# Why is a tachometer in a Tractor important?



## danis11

Hey,
Growing up on a farm, I know you need it for things like maintaining PTO speed for accurate control in various instances, and so you know when to stop pushing the speed of your machine.
I met 2 people this summer that claim knowing the RPM of a tractor is not important. They said a tachometer is an irrelevant piece of equipment on the machine.
Can somebody agree with me on this?
I need proof of why it is.
Thanks!


----------



## bontai Joe

You know the answer already, there is a recommended engine speed so that the PTO generates the 540 RPM required to PROPERLY drive most attachments. Not good to overspeed stuff like mowers, tillers, grinders, etc. If that isn't enough for your friends, it is also VERY BAD to over speed a diesel engine. They do NOT like running past red line. I sure would not lend any machinery to these guys that say RPM is not important, because it sounds like they beat their stuff hard out of ignorance.

Information provided —

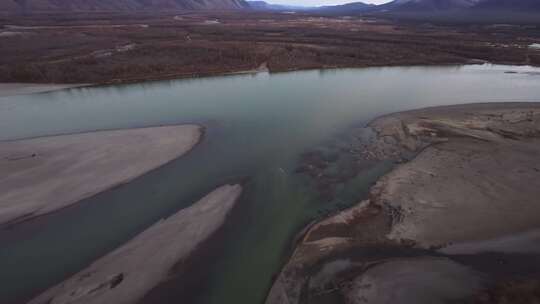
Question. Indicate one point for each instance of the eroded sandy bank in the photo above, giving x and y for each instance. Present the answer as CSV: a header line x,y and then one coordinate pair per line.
x,y
469,175
45,174
10,89
128,273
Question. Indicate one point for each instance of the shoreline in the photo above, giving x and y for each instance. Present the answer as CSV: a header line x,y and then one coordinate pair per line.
x,y
44,172
143,263
261,69
8,89
394,224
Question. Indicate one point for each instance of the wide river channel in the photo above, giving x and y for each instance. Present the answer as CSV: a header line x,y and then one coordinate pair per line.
x,y
257,126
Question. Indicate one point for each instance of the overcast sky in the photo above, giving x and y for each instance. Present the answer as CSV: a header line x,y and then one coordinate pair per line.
x,y
321,2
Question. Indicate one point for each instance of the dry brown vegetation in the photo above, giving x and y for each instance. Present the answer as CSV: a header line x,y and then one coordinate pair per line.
x,y
114,47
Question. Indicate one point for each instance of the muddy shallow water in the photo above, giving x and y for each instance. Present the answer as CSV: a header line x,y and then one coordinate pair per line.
x,y
257,127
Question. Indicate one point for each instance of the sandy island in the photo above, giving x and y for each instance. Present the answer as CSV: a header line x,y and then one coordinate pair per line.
x,y
128,273
441,227
45,174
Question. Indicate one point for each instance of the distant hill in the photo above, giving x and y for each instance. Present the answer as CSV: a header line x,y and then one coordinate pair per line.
x,y
265,6
508,5
353,7
428,5
462,11
118,5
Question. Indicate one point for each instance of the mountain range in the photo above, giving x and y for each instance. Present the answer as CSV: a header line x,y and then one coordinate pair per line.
x,y
118,5
430,6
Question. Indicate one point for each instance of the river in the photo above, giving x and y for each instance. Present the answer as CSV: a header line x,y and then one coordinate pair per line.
x,y
257,126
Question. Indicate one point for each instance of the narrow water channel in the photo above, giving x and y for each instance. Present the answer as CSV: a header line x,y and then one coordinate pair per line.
x,y
257,128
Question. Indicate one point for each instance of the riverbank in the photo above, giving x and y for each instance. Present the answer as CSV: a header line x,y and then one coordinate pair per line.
x,y
45,174
11,89
138,46
465,192
129,272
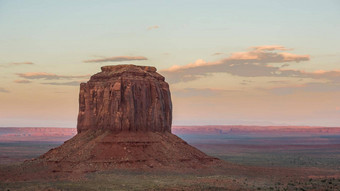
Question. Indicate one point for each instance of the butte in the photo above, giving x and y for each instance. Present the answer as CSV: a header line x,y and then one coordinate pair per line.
x,y
124,122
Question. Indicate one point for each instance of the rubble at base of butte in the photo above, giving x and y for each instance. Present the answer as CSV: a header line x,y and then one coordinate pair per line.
x,y
124,121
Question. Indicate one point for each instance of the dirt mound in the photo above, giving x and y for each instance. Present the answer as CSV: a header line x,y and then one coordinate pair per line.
x,y
102,150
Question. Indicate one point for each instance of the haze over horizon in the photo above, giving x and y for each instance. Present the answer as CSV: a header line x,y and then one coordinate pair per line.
x,y
227,62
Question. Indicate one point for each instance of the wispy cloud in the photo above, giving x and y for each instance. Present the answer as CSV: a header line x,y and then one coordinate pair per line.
x,y
153,27
48,76
253,63
22,81
71,83
116,59
16,64
21,63
217,53
3,90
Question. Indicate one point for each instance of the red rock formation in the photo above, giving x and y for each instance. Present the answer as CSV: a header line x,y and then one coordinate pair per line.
x,y
124,122
125,98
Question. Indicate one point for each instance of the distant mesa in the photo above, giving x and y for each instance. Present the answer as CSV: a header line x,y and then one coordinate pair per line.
x,y
124,121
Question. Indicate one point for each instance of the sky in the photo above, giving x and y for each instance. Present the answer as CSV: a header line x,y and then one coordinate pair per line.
x,y
227,62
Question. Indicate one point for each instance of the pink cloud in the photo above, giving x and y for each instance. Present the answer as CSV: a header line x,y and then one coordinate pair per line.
x,y
269,47
252,63
153,27
22,81
48,76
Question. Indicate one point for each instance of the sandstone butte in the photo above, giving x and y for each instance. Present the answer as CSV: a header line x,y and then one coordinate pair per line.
x,y
124,122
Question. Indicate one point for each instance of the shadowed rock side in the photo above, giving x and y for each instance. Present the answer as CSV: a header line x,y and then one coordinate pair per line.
x,y
125,98
124,122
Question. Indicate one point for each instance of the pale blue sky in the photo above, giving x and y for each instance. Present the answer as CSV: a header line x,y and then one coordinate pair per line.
x,y
57,36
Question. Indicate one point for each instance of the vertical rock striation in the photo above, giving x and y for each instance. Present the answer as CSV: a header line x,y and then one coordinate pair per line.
x,y
125,98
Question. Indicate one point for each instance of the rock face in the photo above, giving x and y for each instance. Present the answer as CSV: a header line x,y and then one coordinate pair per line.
x,y
125,98
124,122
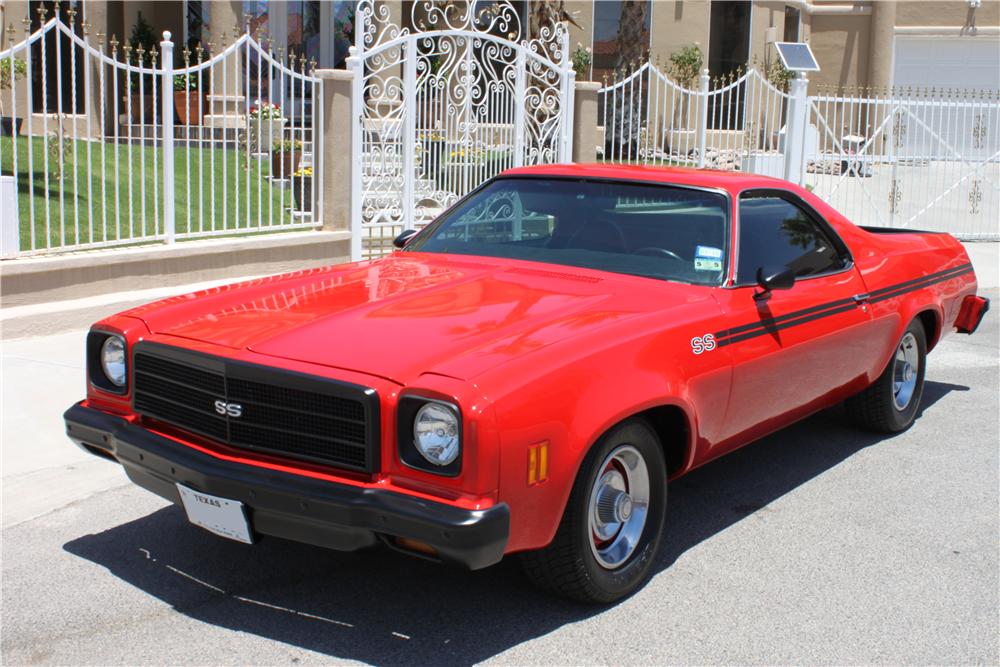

Written instruction A —
Decide whether each statement agrees with the tachometer thread, answering yes or no and quoting the words that settle it. (i) The PTO needs to turn at 540 RPM to properly drive most attachments. (ii) The two people met this summer considered a tachometer important. (iii) Running a diesel engine past red line is harmless.
Written instruction B —
Turn the paragraph of the tachometer thread beginning "You know the answer already" into a short bulleted list that keeps its main facts.
Written instruction C —
Repeat word for word the stretch of the tachometer thread from "You know the" through "out of ignorance.".

Task result A —
(i) Yes: "the PTO generates the 540 RPM required to PROPERLY drive most attachments"
(ii) No: "They said a tachometer is an irrelevant piece of equipment on the machine."
(iii) No: "it is also VERY BAD to over speed a diesel engine. They do NOT like running past red line."

Task result B —
- A recommended engine speed lets the PTO generate the 540 RPM needed to properly drive most attachments.
- Overspeeding mowers, tillers, grinders and similar equipment is not good.
- Overspeeding a diesel engine is very bad; diesels do not like running past red line.
- The writer would not lend machinery to people who say RPM is unimportant, since they likely beat their equipment out of ignorance.

Task result C —
You know the answer already, there is a recommended engine speed so that the PTO generates the 540 RPM required to PROPERLY drive most attachments. Not good to overspeed stuff like mowers, tillers, grinders, etc. If that isn't enough for your friends, it is also VERY BAD to over speed a diesel engine. They do NOT like running past red line. I sure would not lend any machinery to these guys that say RPM is not important, because it sounds like they beat their stuff hard out of ignorance.